### Extrait choisi
"""

Les mobilisations actives assistées sont pratiquées sur des ballons en forme de cacahuète (ou rouleau de papier essuie-tout pour les petits formats) : les membres touchent le sol et le chien est balancé légèrement d’avant en arrière et de droite à gauche, afin de stimuler les schémas posturaux, de l’équilibre et de la proprioception. Des exercices de squat verticaux sont pratiqués en appuyant légèrement sur le bassin de sorte à forcer le chien à se maintenir sur ses postérieurs et à reprendre ses appuis sur le sol. Ensuite, le déplacement est stimulé à l’aide de harnais ou de chariot.
Inopérante sur la fonte et la fibrose musculaires lors d’inactivité du muscle, la kinésithérapie passive doit être complétée de kinésithérapie active ou d’électrothérapie. Cette dernière consiste à faire passer un courant électrique de part et d’autre d’un groupe musculaire, afin de provoquer une contraction et ainsi réduire l’amyotrophie et entretenir la contractilité du muscle, à raison d’une séance par jour.
Les œdèmes des parties distales des membres sont le reflet d’un défaut de retour veineux secondaire à l’immobilisation. Les animaux sont donc changés de position toutes les 2 à 4 heures. La cryothérapie (poches froides pendant 10 à 15 minutes), ainsi que les massages favorisent le retour veineux.
Les escarres de décubitus, parfois d’apparition très rapide (24 heures), sont dues à une pression forte et prolongée sur la peau et les pointes osseuses (coudes, pointes des hanches, pointes des fesses, talons) qui provoque une ischémie et une nécrose tissulaire.
Pour les éviter, il convient d’utiliser des couchages adaptés (matelas rembourrés ou transats), des coudières de protection, de changer les animaux de position régulièrement et de leur assurer une hygiène correcte (ne pas laisser les souillures urinaires et fécales). Certains “patients” peuvent bénéficier d’une sonde urinaire. Les massages favorisent la vascularisation et la circulation des zones susceptibles de devenir des escarres. Celles-ci sont traitées par des pansements en forme de “donut” pour supprimer l’appui sur la zone et des soins de plaie classiques. Les ultrasons et la thérapie laser sont des aides à la cicatrisation en favorisant la vascularisation et la fabrication de facteurs de cicatrisation.

"""

### Données d'entrée
"""

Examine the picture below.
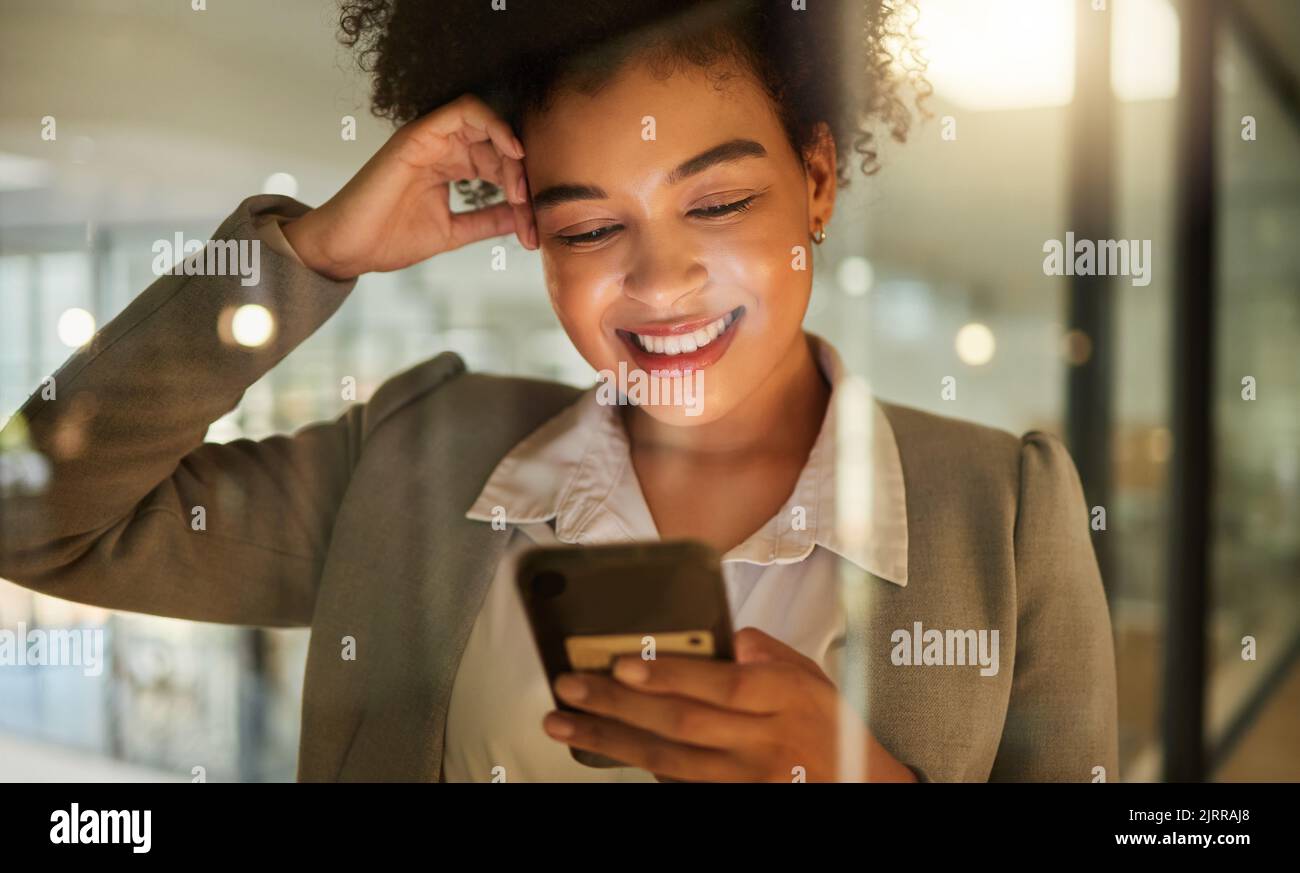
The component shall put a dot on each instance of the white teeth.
(685, 343)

"""

### Consigne
D'après l'extrait sur la kinésithérapie du chien, à quel intervalle faut-il changer les animaux de position pour limiter les œdèmes des membres ? Le matériel n'a aucun lien avec l'extrait.

### Réponse
Il faut les changer de position toutes les 2 à 4 heures.